(SELECTED EXCERPT begins)
For Americans with high-deductible health plans, “relief day” comes a little later each year.
In 2006, it fell on Feb. 28—the day when average spending for people with employer-sponsored health insurance is sufficient to satisfy the average deductible.
In 2012, it was more than a month later, April 9.
And this year, it didn’t arrive until May 19.
Deductibles are rising every year, and it’s taking longer for many people to get coverage for most medical procedures, including X-rays, surgeries and care for chronic conditions, according to the Peterson-Kaiser Health System Tracker.
And in many cases, that’s causing financial shock, forcing people to dig deeper into their pockets or do without.
As workers and employers face the annual open-enrollment season this fall, many are seeing double-digit percentage increases in premiums, prompting even more to consider moving to high-deductible plans as a way to keep their costs under control.
A plan’s deductible is the amount of health care costs a person pays before the insurance plan begins to cover most of the bills.
The Internal Revenue Service defines a high-deductible plan as one with a minimum deductible of $1,400 per year for individual insurance coverage and $2,800 for a family. But they can be much higher—with yearly out-of-pocket expenses (including deductibles, copayments and coinsurance) of up to $6,900 for an individual or $13,800 for a family.
Today, nearly half of Americans with private insurance—47%—are now covered by high-deductible plans, up from 25% in 2010.
That’s been driving up out-of-pocket health spending among people with employer coverage—from $493 in 2007 to $792 in 2017, with much of the increase taking the form of higher spending on deductibles, according to Kaiser Family Foundation.
“Health care has become unaffordable,” said Gloria Sachdev, CEO of the Employers Forum of Indiana, a coalition of employers, physicians, hospitals, health plans and benefit consultants.
As a result, she said, “A lot of employers have put high-deductible plans in place and hope it would result in informed shopping of consumers.”
In Indiana, some benefits administrators say workers and employers are choosing high-deductible plans in growing numbers as a way to control costs. High-deductible plans typically offer lower monthly premiums than traditional insurance, which feature lower or no deductibles.
At First Person Advisors in Indianapolis, about 98% of the clients now offer their employees a choice of a high-deductible plan coupled with a health savings account—which allow employees to set back pretax to pay for medical expenses. And some have stopped offering traditional, low-deductible plans altogether.
“Approximately half of our clients have gone the total replace route by offering only a [high-deductible] plan or plans, said Paul Ashley, managing director at First Person.
At Apex Benefits, the firm’s six largest clients, representing about 20,000 workers, now offer only high-deductible plans or make it “very financially lucrative” for workers to choose those plans, by offering low premiums and a significant contribution into the employees’ health savings accounts, said Stan Jackson, vice president at Apex, based in Indianapolis.
(SELECTED EXCERPT ends)
(MATERIAL PROVIDED begins)
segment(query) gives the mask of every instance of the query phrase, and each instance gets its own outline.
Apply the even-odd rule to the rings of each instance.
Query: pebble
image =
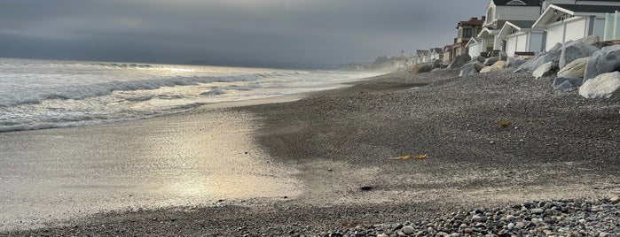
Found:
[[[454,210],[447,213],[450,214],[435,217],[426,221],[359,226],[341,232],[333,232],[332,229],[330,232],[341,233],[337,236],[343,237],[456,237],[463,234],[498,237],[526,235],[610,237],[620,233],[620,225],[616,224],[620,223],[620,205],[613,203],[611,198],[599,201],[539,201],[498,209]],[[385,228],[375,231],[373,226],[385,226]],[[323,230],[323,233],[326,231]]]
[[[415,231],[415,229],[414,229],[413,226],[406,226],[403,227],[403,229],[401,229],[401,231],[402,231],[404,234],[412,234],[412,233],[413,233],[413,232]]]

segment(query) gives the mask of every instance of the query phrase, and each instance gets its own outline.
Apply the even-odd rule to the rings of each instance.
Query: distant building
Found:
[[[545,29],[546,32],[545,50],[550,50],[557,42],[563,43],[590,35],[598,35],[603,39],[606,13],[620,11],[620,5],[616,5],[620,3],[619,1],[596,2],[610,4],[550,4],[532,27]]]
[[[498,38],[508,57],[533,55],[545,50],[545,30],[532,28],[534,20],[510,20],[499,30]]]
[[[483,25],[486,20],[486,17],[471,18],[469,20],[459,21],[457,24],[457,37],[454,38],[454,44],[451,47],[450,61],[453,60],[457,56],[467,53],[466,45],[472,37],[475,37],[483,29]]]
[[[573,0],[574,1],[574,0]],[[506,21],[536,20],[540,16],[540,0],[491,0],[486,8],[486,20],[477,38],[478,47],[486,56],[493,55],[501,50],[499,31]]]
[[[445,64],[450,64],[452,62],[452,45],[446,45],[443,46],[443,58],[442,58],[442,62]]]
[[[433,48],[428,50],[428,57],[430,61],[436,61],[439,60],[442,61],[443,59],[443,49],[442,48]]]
(MATERIAL PROVIDED ends)
(MATERIAL PROVIDED begins)
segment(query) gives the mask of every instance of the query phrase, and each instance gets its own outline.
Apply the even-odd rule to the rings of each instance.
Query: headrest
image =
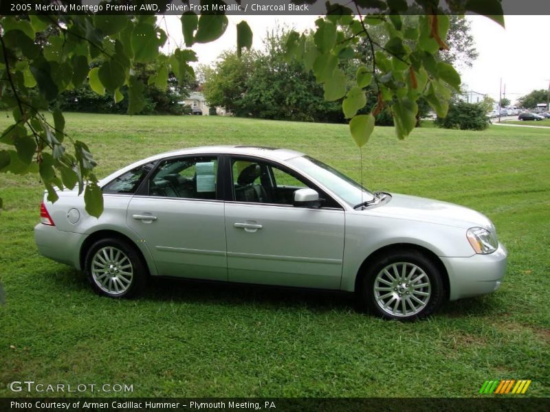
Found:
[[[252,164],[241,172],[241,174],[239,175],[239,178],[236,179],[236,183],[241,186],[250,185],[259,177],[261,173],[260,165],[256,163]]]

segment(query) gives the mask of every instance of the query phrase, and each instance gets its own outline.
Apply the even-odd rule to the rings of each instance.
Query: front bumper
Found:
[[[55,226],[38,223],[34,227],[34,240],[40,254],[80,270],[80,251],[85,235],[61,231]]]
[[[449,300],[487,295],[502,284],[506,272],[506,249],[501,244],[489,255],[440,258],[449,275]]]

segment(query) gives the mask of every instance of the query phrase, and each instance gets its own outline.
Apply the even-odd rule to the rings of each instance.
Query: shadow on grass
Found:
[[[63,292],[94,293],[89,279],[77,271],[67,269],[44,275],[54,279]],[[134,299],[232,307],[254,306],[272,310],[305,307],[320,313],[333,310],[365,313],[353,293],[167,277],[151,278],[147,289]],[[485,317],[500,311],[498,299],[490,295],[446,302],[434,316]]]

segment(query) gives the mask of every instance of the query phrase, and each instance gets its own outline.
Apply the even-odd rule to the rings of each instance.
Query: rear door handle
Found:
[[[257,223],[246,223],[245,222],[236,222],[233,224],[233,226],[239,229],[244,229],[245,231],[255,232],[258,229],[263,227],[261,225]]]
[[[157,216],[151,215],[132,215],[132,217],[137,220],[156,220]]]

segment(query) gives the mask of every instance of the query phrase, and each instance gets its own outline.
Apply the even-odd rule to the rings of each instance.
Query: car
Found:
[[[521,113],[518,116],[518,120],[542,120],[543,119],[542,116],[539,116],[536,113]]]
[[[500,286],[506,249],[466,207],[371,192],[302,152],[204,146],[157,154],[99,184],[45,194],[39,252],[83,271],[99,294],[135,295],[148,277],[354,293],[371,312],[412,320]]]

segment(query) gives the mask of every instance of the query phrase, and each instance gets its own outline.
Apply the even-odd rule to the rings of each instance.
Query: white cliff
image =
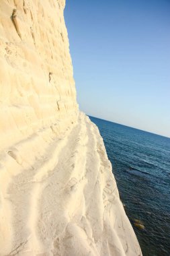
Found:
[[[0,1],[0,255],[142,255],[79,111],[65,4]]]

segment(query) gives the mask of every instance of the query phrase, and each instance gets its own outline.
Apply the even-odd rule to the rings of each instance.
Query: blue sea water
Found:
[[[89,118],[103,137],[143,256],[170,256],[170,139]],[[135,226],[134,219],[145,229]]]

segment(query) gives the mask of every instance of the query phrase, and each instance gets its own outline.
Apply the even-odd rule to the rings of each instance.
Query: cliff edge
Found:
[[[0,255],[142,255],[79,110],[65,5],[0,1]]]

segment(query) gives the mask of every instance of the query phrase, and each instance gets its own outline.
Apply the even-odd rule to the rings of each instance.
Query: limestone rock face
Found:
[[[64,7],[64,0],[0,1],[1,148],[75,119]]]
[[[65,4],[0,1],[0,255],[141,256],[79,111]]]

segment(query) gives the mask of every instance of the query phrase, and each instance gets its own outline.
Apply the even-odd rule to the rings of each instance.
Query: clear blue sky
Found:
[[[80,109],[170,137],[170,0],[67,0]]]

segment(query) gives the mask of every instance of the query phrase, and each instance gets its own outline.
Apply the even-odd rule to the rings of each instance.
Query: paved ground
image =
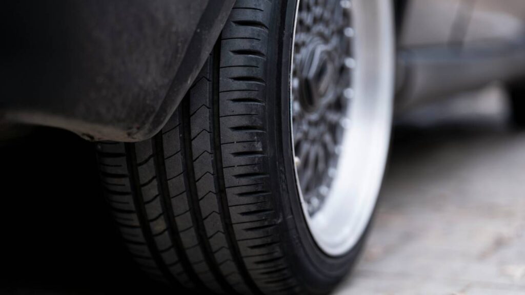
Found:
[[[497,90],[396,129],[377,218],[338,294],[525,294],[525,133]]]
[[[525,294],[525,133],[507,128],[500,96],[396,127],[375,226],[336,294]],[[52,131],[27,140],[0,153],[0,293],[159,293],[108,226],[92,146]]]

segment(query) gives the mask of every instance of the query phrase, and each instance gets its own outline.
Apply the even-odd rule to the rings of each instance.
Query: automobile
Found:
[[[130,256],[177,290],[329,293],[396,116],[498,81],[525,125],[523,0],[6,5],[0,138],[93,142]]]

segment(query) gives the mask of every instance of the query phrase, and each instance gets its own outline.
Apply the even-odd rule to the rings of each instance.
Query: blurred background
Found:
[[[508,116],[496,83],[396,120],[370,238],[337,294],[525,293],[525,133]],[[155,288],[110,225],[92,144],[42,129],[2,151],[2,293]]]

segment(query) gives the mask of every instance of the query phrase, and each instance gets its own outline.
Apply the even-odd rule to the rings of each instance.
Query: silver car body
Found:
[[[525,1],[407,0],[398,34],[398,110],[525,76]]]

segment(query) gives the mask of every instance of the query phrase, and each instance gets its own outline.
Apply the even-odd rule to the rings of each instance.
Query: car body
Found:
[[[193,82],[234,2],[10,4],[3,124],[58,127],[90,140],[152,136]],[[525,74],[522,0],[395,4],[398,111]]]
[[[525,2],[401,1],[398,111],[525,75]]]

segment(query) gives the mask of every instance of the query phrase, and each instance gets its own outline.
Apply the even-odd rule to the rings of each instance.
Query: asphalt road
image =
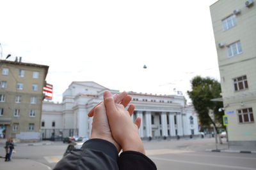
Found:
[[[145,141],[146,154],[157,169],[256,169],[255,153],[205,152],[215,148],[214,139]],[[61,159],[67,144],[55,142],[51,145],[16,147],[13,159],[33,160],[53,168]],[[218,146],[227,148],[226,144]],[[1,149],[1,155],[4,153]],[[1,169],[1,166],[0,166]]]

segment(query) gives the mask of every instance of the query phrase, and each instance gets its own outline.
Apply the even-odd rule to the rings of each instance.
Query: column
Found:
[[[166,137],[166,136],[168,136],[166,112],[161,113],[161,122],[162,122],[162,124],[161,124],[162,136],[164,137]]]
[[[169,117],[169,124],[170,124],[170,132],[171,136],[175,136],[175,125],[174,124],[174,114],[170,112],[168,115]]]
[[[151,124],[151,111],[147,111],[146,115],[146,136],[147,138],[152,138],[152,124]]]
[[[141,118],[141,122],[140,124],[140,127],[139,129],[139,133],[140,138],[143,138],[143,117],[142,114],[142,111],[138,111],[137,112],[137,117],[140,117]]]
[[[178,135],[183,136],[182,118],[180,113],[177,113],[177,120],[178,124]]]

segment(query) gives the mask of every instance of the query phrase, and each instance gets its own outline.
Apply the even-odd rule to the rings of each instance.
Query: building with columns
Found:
(MATERIAL PROVIDED ends)
- ASSIGNMENT: According to the article on high-deductible health plans, what share of Americans with private insurance are now covered by high-deductible plans?

- ANSWER BOX: 47%, or nearly half, up from 25% in 2010.